PROBLEM DESCRIPTION
According to the journal entry below, what did the Food for the Poor water project provide at the Bernard Mevs Hospital, and what did that make possible? Answer in one to three sentences.

QUOTED PASSAGE
--- START ---

Tuesday, May 20, 2014

We arrived early this morning in Port-au-Prince, and first visited the Food for the Poor center where mounds of rice and beans were being prepared to feed thousands of Haitians.  Six days a week, FTP prepares meals for 15,000 people twice a day.  Although we did not participate in serving them today, we have in the past and were able to see again today the gracious thanks that the many give.

After leaving the center, we traveled to the Bernard Mevs Hospital that was started by two Lebanese twin doctors.  Although medical volunteers from the U.S. still fly in weekly, Haiti’s only trauma, critical care and rehabilitation hospital is staffed by Haitian doctors and nurses.  The group of medical professionals see 150 patients a day, and the EMT are being trained now to fly helicopters to trauma scenes.  Bernard Mevs and its unprecedented medical emergency response, is inching toward its long-held vision of creating a self-sufficient critical care and trauma network in the impoverished nation that didn’t even have an ambulance service before the earthquake four years ago.  The hospital opened under four large tents just nine days after the earthquake. The tent hospital was dismantled and moved to Bernard Mevs six months after the quake, laying the foundation for the unique programs at the tiny hospital that, slowly but surely, are empowering Haitian doctors, nurses and other allied health care professionals to take care of their own.  Bernard Mevs recently graduated Haiti’s first class of professionally trained EMTs who are operating Haiti’s only coordinated rescue service from the hospital – in ambulances donated by the city of Miami Beach. The graduates literally trained on the street, responding to simulated emergencies staged by Haitian citizens who portrayed mothers whose babies suffered gashed heads, teens with gunshot wounds, and the like.  While there, we were able to see the Food for the Poor water project that created the clean running water for the hospital, allowing for the care from the youngest of the patients to the oldest.

--- END ---

SOURCE INFORMATION
--- START ---

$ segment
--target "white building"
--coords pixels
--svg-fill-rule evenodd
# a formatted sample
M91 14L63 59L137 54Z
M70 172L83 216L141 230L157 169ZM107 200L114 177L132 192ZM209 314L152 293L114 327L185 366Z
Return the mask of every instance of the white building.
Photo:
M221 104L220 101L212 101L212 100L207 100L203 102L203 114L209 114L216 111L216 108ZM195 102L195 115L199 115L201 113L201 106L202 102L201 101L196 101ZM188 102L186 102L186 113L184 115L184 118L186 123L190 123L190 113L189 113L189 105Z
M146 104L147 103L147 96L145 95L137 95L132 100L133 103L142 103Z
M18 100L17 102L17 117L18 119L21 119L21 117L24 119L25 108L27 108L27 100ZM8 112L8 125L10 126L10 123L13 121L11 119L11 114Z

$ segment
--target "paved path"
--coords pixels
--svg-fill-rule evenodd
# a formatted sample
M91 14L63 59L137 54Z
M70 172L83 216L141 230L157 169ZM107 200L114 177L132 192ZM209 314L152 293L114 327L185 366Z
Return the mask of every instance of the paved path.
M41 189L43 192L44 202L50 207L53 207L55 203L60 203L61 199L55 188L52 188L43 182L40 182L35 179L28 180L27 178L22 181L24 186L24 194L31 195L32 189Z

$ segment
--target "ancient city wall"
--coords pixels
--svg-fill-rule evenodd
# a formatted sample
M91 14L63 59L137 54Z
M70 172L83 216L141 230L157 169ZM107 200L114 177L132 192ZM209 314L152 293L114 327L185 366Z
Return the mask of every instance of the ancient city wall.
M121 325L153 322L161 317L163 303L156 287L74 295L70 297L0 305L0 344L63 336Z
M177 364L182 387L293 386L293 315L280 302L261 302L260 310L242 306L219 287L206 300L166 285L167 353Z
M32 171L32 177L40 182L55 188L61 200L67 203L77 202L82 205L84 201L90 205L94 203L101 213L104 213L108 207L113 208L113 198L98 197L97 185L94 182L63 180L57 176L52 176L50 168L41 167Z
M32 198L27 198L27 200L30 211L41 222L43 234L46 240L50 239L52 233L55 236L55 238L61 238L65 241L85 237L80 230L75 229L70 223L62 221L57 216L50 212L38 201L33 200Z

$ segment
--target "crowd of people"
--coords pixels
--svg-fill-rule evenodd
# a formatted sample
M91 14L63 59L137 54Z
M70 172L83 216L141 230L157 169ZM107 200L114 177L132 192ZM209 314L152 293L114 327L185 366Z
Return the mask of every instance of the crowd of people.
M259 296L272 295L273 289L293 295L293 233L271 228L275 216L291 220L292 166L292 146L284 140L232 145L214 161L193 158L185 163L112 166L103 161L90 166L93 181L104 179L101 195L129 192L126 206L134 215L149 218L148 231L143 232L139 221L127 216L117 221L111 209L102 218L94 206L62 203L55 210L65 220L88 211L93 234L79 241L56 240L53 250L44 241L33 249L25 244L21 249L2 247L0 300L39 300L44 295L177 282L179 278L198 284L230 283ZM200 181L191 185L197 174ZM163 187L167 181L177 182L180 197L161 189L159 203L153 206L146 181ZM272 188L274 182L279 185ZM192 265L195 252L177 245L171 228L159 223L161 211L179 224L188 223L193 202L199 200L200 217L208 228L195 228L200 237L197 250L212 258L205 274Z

--- END ---
--- START ---

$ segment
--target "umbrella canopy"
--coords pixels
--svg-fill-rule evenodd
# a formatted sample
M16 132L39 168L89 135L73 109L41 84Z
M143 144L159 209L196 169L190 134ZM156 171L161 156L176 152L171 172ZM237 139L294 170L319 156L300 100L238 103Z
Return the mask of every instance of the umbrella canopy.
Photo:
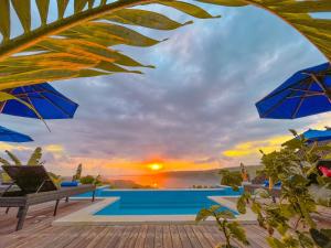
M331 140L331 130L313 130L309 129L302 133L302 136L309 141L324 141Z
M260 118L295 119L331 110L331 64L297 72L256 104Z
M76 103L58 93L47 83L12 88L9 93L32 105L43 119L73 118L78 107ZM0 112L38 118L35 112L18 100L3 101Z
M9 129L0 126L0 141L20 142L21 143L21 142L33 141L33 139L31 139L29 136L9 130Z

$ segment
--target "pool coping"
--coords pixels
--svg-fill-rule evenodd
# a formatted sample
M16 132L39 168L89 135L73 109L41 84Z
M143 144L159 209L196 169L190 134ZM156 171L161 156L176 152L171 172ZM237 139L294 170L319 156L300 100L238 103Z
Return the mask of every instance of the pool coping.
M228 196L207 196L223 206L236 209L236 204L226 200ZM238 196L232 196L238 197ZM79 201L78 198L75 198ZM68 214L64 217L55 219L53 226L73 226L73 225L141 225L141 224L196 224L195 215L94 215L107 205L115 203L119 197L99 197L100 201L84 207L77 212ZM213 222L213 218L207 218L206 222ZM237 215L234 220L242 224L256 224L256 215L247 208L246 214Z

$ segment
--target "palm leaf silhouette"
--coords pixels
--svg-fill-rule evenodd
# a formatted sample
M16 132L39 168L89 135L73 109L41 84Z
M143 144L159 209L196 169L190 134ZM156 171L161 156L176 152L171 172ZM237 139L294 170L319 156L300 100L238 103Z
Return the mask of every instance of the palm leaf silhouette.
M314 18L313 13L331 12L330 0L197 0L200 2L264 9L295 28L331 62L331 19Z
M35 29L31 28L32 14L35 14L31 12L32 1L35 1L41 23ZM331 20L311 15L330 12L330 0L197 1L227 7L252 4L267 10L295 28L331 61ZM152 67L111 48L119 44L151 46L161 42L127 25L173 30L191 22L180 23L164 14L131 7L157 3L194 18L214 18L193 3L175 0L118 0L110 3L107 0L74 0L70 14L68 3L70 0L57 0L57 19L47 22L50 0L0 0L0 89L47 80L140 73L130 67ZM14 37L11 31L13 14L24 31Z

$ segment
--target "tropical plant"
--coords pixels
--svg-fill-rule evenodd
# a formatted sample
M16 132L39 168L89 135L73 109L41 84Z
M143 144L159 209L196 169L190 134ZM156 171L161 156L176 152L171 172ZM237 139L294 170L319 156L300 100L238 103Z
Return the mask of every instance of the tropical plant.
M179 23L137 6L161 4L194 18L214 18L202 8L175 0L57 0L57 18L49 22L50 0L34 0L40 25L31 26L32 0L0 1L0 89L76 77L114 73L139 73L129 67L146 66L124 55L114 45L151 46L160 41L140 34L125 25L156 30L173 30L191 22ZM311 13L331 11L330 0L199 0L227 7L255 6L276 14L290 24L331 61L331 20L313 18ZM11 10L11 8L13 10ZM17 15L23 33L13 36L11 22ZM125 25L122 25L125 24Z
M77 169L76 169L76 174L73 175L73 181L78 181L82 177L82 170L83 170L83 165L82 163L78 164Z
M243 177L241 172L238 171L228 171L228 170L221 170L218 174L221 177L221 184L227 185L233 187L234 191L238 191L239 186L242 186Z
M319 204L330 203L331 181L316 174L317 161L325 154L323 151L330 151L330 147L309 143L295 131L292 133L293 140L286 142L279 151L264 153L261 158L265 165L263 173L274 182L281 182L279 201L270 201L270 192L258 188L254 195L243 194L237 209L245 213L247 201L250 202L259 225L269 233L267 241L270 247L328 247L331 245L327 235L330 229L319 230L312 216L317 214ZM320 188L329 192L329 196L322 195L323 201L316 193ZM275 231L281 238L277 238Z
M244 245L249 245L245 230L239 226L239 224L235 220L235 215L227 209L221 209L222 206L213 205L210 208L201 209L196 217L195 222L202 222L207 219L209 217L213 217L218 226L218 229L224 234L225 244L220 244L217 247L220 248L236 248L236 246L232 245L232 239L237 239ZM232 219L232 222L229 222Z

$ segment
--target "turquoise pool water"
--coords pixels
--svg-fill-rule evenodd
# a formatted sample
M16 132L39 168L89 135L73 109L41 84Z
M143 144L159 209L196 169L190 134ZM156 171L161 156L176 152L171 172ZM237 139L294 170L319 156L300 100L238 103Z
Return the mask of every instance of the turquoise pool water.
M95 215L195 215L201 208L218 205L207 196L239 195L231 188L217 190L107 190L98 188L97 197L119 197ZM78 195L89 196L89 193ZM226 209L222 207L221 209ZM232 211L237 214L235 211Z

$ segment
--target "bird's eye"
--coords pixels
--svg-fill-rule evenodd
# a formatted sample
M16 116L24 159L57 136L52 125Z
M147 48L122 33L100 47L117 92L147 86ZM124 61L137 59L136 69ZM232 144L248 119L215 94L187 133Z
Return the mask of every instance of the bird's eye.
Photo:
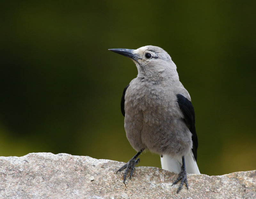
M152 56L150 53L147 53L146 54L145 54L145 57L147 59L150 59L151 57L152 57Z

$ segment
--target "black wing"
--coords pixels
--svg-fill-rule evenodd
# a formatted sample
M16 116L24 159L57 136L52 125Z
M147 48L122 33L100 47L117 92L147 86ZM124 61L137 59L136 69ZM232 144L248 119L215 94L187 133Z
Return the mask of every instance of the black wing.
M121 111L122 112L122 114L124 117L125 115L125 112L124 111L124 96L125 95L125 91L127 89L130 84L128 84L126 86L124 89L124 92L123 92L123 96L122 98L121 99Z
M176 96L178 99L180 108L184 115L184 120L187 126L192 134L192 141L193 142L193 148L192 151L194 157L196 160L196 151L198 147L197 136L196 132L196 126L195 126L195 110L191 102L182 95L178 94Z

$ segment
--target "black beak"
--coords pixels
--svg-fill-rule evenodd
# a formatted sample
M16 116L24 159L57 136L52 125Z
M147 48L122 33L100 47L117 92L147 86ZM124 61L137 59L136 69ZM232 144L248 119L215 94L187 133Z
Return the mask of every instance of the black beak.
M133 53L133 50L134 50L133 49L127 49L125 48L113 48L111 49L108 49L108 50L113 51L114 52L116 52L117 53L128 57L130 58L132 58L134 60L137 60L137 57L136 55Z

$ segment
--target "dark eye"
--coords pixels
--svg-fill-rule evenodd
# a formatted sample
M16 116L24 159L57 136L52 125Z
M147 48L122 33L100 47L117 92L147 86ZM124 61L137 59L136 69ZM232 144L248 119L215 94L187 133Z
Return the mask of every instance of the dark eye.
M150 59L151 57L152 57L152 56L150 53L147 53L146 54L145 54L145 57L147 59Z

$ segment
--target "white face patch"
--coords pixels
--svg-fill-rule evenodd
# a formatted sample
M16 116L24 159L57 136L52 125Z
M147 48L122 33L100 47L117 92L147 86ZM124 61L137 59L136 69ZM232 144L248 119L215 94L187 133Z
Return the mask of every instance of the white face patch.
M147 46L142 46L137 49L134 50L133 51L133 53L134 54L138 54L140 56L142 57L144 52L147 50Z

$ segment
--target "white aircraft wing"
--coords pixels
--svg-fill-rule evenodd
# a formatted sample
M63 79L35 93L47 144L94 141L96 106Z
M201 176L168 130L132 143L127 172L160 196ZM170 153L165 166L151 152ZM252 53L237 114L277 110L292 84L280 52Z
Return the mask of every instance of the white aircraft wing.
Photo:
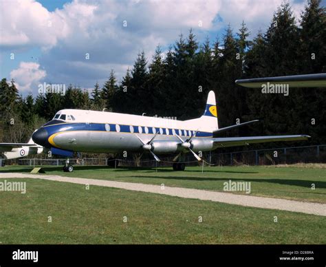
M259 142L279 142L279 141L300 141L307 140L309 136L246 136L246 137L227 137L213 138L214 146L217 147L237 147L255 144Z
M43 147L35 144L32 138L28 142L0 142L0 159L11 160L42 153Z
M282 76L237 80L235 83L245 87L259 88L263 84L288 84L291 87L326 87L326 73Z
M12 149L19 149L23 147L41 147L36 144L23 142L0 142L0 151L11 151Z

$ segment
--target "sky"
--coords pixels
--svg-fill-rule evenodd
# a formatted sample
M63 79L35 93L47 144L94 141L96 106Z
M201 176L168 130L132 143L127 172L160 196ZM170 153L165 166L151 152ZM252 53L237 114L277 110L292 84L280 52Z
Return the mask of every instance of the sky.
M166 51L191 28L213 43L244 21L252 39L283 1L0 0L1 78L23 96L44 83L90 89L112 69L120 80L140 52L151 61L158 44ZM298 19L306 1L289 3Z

--- END ---
--- START ---

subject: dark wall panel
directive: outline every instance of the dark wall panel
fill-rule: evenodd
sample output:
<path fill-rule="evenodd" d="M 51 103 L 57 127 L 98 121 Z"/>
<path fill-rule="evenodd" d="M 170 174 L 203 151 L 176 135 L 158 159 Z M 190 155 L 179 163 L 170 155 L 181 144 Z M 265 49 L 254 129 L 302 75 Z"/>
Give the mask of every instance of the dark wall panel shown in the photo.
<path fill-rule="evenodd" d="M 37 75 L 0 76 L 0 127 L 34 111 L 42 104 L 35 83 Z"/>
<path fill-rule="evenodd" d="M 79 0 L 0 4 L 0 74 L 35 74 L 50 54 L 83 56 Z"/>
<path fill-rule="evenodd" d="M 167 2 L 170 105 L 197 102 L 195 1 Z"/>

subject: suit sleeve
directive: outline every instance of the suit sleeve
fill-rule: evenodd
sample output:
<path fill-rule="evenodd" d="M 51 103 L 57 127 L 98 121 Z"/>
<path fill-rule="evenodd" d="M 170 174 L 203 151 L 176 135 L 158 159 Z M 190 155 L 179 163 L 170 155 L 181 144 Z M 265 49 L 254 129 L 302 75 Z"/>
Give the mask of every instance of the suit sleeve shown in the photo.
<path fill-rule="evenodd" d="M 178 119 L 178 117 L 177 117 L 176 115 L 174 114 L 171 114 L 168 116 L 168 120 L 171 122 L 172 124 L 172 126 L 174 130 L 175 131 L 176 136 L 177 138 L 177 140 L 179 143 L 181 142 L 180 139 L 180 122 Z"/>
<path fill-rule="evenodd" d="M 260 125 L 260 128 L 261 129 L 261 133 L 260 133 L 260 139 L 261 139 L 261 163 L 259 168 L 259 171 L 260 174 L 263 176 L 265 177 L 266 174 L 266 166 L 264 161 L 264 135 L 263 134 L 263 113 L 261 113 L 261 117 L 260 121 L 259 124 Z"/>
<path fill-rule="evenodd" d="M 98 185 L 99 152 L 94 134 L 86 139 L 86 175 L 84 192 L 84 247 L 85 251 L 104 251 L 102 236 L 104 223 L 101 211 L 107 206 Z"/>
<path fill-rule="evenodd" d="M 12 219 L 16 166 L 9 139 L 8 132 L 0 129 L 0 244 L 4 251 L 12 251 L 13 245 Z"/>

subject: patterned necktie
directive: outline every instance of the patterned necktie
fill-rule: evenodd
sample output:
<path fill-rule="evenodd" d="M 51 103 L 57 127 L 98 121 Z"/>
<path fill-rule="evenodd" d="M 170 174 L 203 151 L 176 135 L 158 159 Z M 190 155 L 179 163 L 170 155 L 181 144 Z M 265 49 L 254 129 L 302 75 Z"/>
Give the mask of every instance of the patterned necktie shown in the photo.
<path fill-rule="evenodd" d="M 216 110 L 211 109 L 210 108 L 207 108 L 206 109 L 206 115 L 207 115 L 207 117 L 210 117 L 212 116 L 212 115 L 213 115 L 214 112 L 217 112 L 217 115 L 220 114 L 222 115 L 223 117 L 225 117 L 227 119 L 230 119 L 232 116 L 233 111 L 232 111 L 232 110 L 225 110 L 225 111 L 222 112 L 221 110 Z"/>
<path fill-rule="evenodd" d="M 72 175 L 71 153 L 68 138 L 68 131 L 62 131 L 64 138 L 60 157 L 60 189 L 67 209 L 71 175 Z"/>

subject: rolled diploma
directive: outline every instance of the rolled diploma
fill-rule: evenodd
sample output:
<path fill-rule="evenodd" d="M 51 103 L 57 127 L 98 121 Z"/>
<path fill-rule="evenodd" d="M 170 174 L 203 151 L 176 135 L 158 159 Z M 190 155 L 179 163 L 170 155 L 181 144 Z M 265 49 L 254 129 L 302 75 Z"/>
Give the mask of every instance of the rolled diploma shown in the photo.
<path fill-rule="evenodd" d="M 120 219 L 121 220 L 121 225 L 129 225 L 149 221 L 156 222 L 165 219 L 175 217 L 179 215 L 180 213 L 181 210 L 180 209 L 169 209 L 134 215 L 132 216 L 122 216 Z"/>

--- END ---

EXERCISE SOLUTION
The water project created clean running water for the hospital. That water allowed the hospital to care for patients from the youngest to the oldest.